* **What is needed**:
Rewrite the items from the line containing "Wildlife camera triggered. A village" down through the line containing "(223, 329), (694, 531)", replacing "house" with "cottage" and leaving everything else unchanged.

* **Information supplied**:
= = = = = = =

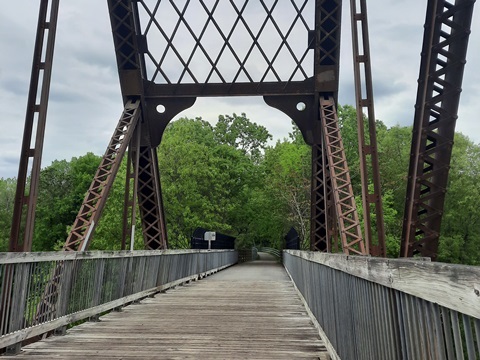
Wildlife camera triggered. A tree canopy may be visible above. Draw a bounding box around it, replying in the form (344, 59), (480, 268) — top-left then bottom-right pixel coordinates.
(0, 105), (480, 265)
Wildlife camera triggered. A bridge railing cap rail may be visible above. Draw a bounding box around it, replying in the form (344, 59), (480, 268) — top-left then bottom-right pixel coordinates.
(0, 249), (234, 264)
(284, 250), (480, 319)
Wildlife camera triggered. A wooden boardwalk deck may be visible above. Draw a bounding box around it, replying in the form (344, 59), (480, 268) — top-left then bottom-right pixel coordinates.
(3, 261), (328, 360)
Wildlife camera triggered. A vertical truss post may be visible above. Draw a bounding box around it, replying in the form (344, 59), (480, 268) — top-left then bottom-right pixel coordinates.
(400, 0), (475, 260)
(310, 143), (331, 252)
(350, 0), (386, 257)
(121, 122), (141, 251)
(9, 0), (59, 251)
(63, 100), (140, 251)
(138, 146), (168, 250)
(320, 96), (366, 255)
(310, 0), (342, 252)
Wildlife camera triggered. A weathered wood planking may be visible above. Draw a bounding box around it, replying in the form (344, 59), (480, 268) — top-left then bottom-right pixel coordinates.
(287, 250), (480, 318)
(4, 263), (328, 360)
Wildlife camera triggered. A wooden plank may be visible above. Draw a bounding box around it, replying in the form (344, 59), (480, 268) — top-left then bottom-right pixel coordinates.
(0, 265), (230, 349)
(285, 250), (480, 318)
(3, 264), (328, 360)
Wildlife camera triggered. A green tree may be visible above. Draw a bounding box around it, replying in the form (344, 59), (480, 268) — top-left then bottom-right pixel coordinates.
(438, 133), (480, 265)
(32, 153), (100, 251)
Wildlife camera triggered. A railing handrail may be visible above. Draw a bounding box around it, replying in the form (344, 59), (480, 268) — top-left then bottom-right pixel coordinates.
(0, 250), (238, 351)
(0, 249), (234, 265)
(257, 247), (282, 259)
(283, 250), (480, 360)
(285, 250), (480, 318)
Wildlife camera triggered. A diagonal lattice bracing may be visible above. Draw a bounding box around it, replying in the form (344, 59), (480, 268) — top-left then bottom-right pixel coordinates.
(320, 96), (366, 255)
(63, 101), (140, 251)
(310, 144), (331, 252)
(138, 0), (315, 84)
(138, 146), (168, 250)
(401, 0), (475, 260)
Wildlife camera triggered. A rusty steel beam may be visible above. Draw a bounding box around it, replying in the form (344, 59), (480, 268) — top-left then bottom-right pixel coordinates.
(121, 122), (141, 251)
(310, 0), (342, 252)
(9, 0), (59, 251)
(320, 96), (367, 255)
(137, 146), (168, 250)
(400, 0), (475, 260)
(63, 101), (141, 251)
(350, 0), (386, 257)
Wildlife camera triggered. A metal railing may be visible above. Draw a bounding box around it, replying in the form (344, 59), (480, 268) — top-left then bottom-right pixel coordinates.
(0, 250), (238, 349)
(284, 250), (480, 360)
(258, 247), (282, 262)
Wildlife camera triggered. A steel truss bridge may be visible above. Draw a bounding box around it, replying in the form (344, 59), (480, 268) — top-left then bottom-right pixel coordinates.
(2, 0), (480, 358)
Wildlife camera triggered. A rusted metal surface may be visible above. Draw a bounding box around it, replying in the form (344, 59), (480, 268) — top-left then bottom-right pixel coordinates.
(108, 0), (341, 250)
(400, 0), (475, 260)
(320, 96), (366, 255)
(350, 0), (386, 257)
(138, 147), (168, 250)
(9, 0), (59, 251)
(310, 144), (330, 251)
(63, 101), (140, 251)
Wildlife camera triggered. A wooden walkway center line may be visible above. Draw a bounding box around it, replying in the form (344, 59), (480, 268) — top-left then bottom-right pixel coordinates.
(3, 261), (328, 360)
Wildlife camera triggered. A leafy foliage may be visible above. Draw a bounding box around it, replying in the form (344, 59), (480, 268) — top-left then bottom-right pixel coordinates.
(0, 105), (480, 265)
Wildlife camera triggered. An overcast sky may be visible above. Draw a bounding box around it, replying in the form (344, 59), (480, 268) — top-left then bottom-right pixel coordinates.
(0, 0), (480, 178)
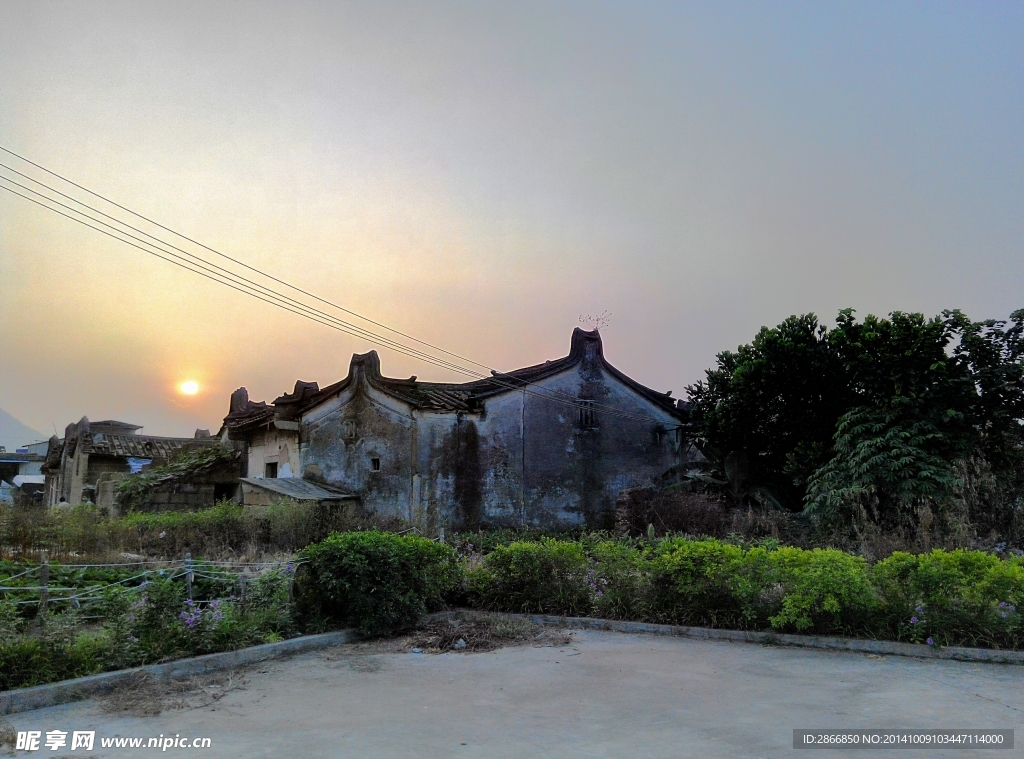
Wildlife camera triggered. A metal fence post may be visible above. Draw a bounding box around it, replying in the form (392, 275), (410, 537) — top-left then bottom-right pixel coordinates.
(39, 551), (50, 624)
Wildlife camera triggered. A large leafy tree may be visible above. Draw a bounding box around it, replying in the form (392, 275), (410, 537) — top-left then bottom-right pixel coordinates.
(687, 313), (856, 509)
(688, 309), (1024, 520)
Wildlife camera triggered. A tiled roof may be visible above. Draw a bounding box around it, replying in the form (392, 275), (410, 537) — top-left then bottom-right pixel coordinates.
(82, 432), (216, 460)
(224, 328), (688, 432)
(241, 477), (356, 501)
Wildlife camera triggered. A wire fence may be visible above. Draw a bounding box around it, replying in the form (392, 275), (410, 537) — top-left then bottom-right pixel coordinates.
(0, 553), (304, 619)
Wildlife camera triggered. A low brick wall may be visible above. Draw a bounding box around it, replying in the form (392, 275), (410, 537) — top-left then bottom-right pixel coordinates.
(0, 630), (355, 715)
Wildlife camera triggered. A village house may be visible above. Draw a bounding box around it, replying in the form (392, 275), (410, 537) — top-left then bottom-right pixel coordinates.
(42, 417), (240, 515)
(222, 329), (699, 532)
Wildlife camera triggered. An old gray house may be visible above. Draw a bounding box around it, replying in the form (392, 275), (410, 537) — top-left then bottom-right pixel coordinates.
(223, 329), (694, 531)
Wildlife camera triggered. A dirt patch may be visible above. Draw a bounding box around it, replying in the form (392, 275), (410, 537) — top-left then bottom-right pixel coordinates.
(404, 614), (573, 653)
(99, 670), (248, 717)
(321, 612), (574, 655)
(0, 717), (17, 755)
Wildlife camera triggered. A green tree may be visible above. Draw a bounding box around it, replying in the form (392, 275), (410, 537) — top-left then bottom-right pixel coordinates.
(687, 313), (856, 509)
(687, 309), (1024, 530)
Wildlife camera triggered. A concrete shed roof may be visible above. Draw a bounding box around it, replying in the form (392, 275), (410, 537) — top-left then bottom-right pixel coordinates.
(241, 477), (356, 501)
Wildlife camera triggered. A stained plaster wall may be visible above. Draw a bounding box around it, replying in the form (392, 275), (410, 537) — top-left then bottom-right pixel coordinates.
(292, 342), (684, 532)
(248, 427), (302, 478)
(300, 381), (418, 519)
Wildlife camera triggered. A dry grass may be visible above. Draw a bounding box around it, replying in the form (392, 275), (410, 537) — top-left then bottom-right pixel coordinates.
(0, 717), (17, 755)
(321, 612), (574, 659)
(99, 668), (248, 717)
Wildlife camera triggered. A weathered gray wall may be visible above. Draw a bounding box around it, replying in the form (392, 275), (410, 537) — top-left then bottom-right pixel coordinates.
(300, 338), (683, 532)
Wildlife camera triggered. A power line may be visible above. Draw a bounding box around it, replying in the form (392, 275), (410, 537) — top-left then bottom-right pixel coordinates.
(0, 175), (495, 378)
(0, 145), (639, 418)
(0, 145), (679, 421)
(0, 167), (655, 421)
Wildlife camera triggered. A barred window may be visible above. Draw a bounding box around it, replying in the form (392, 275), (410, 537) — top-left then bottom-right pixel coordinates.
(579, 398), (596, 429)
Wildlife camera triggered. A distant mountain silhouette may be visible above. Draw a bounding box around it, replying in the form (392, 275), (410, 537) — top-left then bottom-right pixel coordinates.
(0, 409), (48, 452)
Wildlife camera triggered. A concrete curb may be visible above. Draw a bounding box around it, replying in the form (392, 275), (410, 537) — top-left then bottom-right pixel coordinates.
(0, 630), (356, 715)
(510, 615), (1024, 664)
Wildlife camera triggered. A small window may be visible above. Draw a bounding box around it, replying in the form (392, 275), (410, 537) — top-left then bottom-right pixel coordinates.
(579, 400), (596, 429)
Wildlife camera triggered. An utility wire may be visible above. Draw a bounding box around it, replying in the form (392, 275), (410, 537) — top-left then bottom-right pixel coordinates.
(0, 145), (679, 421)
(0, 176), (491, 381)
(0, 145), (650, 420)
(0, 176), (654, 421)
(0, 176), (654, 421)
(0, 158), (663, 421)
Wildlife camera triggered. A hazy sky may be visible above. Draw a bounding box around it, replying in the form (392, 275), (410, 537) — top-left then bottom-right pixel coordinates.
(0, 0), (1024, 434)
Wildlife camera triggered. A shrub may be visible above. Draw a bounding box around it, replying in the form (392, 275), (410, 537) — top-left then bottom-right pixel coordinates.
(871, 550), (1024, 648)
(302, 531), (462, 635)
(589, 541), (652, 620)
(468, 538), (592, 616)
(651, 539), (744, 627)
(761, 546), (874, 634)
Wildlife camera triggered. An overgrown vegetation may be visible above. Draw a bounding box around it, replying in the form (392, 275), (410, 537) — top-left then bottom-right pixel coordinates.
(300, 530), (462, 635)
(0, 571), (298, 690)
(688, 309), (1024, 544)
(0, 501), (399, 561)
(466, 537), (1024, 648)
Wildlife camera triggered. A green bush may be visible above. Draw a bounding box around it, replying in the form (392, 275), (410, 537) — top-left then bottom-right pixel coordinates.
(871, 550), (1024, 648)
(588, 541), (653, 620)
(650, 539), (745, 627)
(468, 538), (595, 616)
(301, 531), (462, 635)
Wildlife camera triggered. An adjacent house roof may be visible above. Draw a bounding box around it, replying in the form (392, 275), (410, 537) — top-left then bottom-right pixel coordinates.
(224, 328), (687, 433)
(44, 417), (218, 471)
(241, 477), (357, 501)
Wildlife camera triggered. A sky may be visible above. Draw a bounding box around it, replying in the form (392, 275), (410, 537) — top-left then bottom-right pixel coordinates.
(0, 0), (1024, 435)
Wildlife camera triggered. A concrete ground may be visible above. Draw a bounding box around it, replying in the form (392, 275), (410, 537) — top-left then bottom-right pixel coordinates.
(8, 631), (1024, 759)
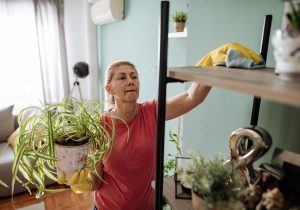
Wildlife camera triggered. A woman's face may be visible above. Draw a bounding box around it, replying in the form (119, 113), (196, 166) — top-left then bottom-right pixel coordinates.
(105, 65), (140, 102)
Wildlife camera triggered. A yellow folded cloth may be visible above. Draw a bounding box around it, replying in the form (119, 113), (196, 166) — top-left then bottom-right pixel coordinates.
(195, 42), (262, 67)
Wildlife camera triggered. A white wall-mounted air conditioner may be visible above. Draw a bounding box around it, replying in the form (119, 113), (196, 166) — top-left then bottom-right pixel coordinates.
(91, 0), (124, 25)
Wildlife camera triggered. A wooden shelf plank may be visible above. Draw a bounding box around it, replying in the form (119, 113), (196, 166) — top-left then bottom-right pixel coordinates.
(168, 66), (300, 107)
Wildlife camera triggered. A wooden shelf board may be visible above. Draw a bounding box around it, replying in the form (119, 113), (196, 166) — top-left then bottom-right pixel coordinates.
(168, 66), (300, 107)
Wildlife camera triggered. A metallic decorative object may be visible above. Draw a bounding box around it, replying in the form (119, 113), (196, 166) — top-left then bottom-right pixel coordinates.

= = = = = = =

* **Finished task**:
Wildlife camera triggered. A village cottage may be visible above. Draw a bounding box around it, replying in the form (392, 275), (410, 537) — top-left then bottom-right pixel coordinates.
(42, 417), (240, 515)
(222, 329), (699, 532)
Wildlife camera triggered. An old gray cottage may be visible above. Draw a bounding box around it, replying in the form (392, 275), (410, 537) — top-left then bottom-right pixel coordinates.
(223, 329), (694, 531)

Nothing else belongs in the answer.